▸ Tus tareas:
1) Según el texto, ¿por qué se sufre si el recién nacido no llora?
2) ¿Qué partes del cuerpo nombra el texto? No cuente «anatomía» ni «sangre».
3) ¿Concuerda cada afirmación con el texto? (a) El parto se describe como hecho con anestesia. (b) Después del parto, a la madre la cosen. (c) Al subir una escalera se recuerda el parto natural.

Si el primero salió tranquilo, una ya se olvidó, que el dolor del parto, es igual a que nos arrancaran con una pinza de mecánico las entrañas una por una, sin anestesia, sin prisa pero sin pausa.
Que una vez desalojado el alien del vientre nos cosen como un matambre listo para cocinarse; esto es, estamos en el horno.
Que cada vez que subimos una escalera, cada punto en nuestra anatomía nos recuerda que hemos asistido a un parto natural y encima no siendo la primera estrella.
Una vez nacido, el ser en cuestión, sangre de nuestra sangre, y que hemos contabilizado los dedos para asegurarnos que está completo, desde el primer momento, si no llora, sufrimos porque pobrecita, puede ser que haya nacido muda, y si llora, Dios nos guarde los tímpanos, reconoceremos sus pulmones.

▸ El material:
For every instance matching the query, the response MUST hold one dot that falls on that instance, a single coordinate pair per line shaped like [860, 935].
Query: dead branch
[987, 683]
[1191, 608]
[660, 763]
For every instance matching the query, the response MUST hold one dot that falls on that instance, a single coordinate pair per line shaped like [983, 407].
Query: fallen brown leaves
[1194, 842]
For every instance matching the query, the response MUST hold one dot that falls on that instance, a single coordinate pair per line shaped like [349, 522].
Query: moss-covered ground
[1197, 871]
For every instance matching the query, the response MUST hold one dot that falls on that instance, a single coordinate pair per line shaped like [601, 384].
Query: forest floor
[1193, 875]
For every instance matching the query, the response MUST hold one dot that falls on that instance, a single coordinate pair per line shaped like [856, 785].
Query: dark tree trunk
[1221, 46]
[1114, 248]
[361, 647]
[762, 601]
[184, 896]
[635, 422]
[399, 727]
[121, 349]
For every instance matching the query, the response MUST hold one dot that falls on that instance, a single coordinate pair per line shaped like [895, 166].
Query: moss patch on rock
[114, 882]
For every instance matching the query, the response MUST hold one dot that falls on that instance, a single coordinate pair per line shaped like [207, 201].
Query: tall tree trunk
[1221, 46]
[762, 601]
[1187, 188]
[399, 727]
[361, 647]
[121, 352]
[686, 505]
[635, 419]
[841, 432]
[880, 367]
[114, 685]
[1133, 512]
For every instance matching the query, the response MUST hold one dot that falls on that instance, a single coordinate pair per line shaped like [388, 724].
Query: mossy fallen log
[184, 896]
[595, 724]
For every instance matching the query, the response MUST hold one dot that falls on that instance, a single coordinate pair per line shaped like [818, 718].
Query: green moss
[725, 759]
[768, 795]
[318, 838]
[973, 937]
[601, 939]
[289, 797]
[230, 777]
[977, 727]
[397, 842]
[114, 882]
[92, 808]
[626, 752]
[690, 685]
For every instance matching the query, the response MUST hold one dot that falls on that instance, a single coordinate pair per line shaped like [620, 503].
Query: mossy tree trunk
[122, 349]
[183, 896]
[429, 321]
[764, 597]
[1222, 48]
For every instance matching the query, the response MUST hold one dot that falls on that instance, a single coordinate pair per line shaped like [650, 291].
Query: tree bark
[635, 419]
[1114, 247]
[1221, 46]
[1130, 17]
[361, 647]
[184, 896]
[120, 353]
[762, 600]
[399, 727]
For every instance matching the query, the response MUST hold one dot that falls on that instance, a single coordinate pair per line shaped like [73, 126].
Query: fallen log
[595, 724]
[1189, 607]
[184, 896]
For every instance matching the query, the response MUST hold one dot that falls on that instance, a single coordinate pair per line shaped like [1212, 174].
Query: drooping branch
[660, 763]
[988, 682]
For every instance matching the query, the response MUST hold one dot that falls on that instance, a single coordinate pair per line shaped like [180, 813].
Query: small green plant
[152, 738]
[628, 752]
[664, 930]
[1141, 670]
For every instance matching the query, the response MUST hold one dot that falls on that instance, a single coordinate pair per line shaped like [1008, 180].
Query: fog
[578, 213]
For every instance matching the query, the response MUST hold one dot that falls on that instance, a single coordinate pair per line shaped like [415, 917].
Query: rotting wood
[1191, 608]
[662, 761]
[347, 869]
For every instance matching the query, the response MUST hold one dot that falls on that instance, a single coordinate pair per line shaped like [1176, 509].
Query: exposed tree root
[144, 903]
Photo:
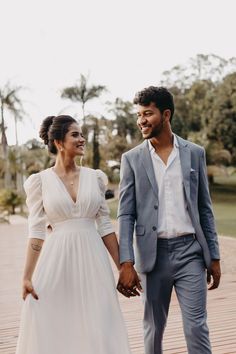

▸ Resultados de tareas:
1) Se sufre porque puede ser que haya nacido muda.

2) Entrañas, vientre, dedos, tímpanos y pulmones.

3)
(a) No: «sin anestesia».
(b) Sí: «nos cosen como un matambre listo para cocinarse».
(c) Sí: «cada vez que subimos una escalera, cada punto en nuestra anatomía nos recuerda que hemos asistido a un parto natural».